→ **Vos tâches**
• 1. D'après l'extrait sur le prix des dindonneaux, depuis quelle année le prix payé par les acheteurs aux éleveurs suit-il la formule des Producteurs de dindons de l'Ontario ?
• 2. Recopiez mot pour mot l'extrait sur le prix des dindonneaux, depuis « C’est ce que » jusqu'à « établir leur prix. » inclus.
• 3. Reprenez l'extrait sur le prix des dindonneaux là où il s'arrête et poursuivez-le.

═════ Extrait fourni ═════

C’est ce que leur a suggéré la Régie des marchés agricoles et alimentaires du Québec (RMAAQ) dans une décision rendue le 10 juin qui portait sur la demande d’arbitrage des Éleveurs de volailles du Québec concernant le prix des dindonneaux femelles (voir encadré).

Cette demande découle du mode de calcul du prix payé par les acheteurs aux éleveurs, qui est fixé depuis 1998 en fonction de la formule utilisée par les Producteurs de dindons de l’Ontario (Turkey Farmers of Ontario). Cette formule de référence est également celle sur laquelle se basent les autres provinces canadiennes pour établir leur prix.

Or, selon la Régie, l’application de la formule de prix ontarienne au Québec est « de plus en plus difficile, tant pour les EVQ que pour le CQTV [Conseil québécois de la transformation de la volaille], compte tenu de diverses distorsions qui surviennent sur certaines des composantes et qui sont propres à une province sans nécessairement impacter les autres. Le coût des dindonneaux en est un exemple », écrit-elle dans sa décision.

═════ Données ═════

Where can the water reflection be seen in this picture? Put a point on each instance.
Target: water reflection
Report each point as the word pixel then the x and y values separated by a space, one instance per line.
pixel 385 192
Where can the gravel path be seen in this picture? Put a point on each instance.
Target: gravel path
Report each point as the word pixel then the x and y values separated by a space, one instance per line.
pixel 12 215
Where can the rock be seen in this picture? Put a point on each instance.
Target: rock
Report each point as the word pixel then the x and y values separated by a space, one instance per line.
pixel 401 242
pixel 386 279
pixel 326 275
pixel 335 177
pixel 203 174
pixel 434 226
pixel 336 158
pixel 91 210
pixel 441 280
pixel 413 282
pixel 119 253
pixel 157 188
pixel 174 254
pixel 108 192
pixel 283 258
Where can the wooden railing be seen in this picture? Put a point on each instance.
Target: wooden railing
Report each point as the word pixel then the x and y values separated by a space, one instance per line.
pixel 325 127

═════
═════ Données ═════

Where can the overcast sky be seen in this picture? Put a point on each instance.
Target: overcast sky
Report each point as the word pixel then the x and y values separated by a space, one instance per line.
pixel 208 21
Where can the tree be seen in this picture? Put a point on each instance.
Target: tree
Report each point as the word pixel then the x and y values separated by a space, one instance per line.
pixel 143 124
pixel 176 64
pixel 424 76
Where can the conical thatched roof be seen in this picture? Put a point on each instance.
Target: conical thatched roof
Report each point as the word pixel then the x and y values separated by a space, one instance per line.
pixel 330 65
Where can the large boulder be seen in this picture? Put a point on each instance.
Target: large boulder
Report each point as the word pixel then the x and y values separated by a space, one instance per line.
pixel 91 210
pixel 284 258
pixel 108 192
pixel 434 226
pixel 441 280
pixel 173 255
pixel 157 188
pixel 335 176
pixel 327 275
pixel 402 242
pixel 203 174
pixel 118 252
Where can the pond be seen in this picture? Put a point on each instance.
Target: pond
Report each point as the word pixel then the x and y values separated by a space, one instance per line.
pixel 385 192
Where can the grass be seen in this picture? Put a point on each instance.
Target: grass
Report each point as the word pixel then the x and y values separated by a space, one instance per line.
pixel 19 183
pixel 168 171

═════
═════ Données ═════

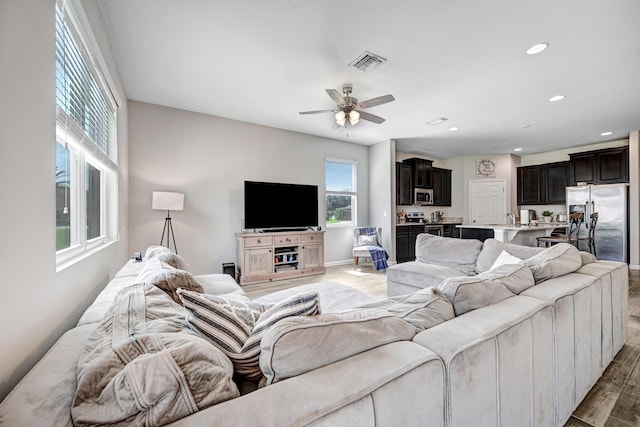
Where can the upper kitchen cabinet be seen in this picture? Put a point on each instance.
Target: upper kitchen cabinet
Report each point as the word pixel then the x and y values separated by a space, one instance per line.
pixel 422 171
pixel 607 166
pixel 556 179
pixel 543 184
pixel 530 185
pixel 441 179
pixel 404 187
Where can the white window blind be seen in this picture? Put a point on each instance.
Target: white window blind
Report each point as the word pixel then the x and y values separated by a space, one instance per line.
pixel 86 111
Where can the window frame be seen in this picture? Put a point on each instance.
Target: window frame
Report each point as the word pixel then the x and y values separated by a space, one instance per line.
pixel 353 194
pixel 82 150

═════

→ **Réponses par tâche**
• 1. Depuis 1998.

• 2.
C’est ce que leur a suggéré la Régie des marchés agricoles et alimentaires du Québec (RMAAQ) dans une décision rendue le 10 juin qui portait sur la demande d’arbitrage des Éleveurs de volailles du Québec concernant le prix des dindonneaux femelles (voir encadré).

Cette demande découle du mode de calcul du prix payé par les acheteurs aux éleveurs, qui est fixé depuis 1998 en fonction de la formule utilisée par les Producteurs de dindons de l’Ontario (Turkey Farmers of Ontario). Cette formule de référence est également celle sur laquelle se basent les autres provinces canadiennes pour établir leur prix.

• 3.
Réouverture de la Convention

Concernant la distorsion de prix des dindonneaux femelles, les EVQ et le CQTV ont chacun proposé une solution pour régler l’écart de manière ­permanente.Les EVQ ont suggéré l’introduction d’un prix de base pondéré, ajusté annuellement, avec divers ajustements possibles, notamment par rapport à la qualité du produit. Pour sa part, le CQTV a proposé un prix fixé en fonction de la qualité du produit.

La RMAAQ a toutefois rejeté l’une et l’autre de ces propositions, considérant qu’elles dépassaient le cadre de l’article 9 de la Convention de mise en marché et qu’elles visaient plutôt « des modifications importantes au processus de détermination des prix du dindon adopté par les parties depuis 1998 ». Conséquemment, elle a orienté les deux parties vers la table de négociation tout en leur suggérant de rouvrir la Convention et d’en modifier les termes, se disant même surprise que ceux-ci ne l’aient pas fait avant.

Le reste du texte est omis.